Work instruction>
How many of the lines below hold "batik"? Only the number, please.

Supplied material>
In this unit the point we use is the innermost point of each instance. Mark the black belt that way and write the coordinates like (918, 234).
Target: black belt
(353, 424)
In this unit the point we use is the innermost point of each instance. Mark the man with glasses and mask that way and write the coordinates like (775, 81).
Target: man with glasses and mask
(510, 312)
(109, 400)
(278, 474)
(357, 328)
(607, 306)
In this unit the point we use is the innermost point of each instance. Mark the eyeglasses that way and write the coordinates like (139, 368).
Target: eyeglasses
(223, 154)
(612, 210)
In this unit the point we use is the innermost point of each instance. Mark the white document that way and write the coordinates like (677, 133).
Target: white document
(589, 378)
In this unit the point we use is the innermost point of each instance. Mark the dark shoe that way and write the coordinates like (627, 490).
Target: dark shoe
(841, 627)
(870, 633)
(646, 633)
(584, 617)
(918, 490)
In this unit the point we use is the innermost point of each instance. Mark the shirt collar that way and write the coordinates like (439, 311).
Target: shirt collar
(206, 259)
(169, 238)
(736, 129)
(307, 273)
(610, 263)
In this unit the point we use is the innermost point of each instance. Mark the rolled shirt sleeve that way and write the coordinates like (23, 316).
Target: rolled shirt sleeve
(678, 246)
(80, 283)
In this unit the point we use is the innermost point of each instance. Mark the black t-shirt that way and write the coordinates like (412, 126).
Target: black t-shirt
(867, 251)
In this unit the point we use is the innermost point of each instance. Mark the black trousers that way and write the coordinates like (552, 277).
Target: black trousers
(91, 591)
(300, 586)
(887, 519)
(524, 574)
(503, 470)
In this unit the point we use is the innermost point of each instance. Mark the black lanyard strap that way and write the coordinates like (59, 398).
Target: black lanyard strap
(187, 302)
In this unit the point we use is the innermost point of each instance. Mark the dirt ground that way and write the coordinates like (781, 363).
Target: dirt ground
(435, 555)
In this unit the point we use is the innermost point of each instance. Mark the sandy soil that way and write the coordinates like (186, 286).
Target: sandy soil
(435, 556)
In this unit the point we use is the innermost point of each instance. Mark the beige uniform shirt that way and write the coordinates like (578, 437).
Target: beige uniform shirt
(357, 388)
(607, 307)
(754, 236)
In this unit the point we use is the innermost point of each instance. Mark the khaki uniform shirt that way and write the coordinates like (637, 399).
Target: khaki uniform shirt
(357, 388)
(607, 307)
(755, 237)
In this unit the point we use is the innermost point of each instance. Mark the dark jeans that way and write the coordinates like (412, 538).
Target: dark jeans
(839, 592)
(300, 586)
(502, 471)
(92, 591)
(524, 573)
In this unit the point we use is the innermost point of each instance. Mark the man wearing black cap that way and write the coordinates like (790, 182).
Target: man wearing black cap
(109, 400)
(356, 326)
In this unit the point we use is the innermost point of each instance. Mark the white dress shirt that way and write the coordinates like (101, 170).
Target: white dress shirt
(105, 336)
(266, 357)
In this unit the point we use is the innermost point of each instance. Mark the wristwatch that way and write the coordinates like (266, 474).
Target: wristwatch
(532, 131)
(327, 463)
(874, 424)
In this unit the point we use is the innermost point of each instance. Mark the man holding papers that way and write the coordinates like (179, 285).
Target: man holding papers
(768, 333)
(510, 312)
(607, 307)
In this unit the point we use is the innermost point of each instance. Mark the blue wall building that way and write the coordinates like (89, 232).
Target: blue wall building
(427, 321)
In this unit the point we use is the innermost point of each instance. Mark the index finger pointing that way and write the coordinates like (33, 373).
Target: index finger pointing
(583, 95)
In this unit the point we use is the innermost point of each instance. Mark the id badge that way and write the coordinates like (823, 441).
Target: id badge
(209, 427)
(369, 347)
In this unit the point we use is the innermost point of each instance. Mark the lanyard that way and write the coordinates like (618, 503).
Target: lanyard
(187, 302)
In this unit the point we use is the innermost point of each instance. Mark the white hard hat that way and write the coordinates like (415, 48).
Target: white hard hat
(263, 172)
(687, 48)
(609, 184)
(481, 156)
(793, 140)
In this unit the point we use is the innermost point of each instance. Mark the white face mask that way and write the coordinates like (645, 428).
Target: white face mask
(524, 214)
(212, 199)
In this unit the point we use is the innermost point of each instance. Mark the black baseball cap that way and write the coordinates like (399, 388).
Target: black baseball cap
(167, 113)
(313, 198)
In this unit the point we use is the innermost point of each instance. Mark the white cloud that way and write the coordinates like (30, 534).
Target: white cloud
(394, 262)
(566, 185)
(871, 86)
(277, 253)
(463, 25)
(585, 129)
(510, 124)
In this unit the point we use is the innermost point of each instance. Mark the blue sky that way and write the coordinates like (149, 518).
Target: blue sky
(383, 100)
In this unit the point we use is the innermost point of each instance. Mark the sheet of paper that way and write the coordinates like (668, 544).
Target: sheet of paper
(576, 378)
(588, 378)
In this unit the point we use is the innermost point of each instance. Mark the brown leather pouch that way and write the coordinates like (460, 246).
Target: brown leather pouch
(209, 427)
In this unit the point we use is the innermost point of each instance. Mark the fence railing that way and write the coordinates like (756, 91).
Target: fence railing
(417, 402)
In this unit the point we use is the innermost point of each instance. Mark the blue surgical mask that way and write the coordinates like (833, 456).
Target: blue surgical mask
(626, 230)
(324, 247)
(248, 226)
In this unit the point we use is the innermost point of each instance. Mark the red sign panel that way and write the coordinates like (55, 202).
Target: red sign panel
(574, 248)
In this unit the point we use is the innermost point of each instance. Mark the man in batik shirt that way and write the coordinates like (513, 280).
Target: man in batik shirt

Solution to this task>
2